>> START Data excerpts
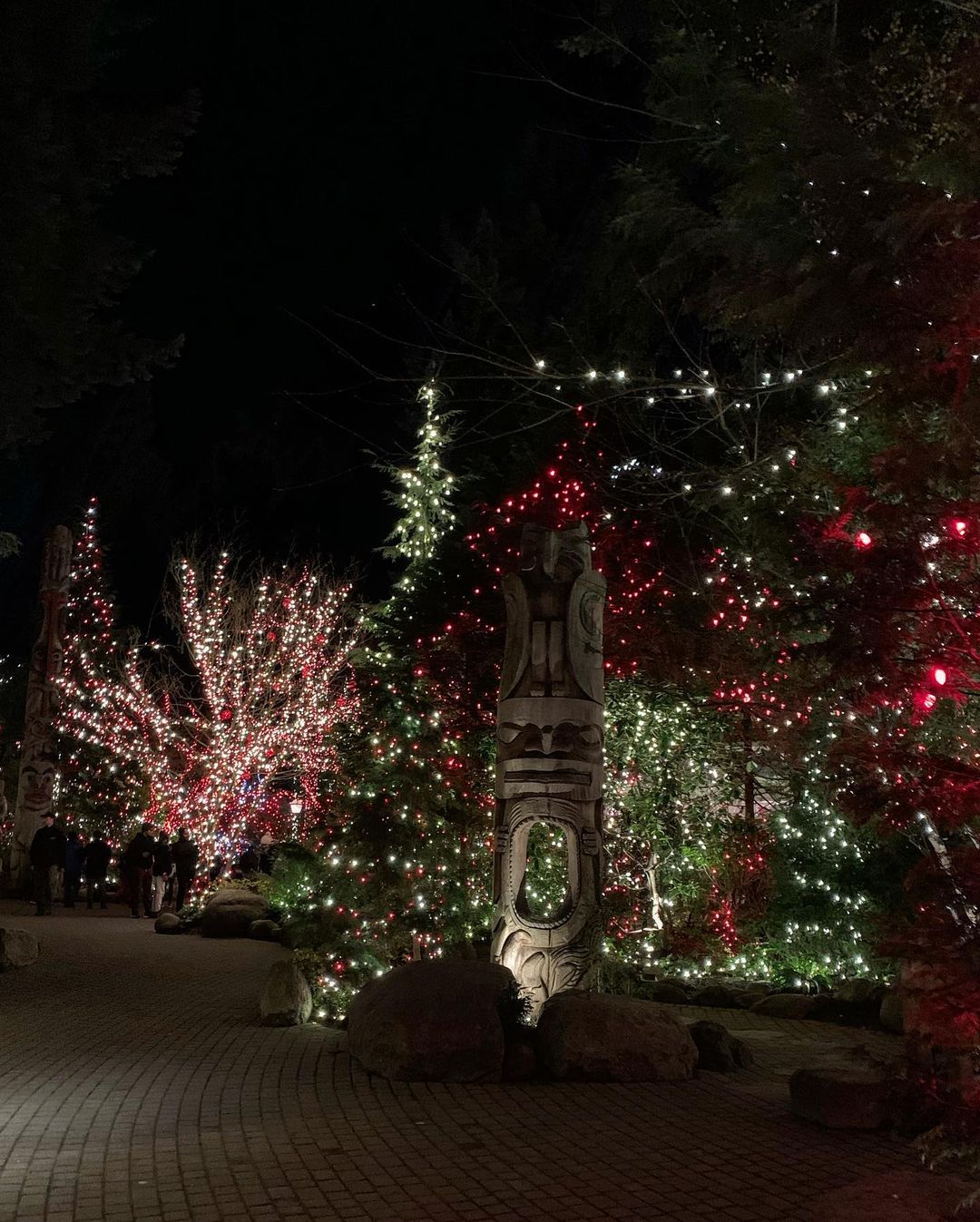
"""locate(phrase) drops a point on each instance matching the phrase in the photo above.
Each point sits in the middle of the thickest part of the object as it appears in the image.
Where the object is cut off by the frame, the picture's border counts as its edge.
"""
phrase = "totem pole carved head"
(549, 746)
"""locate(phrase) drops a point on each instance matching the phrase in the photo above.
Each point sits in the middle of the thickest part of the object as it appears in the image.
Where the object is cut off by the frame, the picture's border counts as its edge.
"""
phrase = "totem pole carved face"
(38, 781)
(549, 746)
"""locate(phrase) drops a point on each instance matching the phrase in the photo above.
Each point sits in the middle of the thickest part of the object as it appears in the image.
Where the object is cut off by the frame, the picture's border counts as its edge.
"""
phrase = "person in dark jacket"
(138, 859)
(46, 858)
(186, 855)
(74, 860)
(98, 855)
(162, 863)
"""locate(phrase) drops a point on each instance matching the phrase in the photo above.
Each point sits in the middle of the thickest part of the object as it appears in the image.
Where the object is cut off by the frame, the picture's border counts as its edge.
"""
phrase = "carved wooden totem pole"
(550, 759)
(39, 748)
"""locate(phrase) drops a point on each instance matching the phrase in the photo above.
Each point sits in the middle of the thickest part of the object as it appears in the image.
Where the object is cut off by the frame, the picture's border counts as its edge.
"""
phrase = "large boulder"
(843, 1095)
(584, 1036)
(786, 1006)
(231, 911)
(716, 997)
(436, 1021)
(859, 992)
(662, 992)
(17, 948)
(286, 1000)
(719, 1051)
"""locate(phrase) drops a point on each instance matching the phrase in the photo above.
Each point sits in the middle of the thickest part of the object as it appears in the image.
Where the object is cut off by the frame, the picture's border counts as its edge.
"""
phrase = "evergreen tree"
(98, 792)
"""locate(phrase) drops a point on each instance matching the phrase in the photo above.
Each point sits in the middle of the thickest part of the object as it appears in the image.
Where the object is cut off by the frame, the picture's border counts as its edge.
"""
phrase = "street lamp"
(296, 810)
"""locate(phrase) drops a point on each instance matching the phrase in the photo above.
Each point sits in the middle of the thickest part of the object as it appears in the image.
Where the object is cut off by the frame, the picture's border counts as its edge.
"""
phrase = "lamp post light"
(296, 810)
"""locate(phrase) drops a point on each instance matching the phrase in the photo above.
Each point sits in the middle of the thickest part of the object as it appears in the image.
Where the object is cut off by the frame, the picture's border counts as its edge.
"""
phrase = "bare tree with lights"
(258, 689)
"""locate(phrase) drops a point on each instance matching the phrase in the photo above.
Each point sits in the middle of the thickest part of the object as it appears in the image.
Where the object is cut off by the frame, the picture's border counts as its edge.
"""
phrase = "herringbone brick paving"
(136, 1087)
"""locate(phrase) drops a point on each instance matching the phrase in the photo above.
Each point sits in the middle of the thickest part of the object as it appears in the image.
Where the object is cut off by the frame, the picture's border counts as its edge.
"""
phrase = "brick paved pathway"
>> END Data excerpts
**Problem**
Report how many lines in the items above contain the string "pole". Reply with the number alone.

**Solved exercise**
3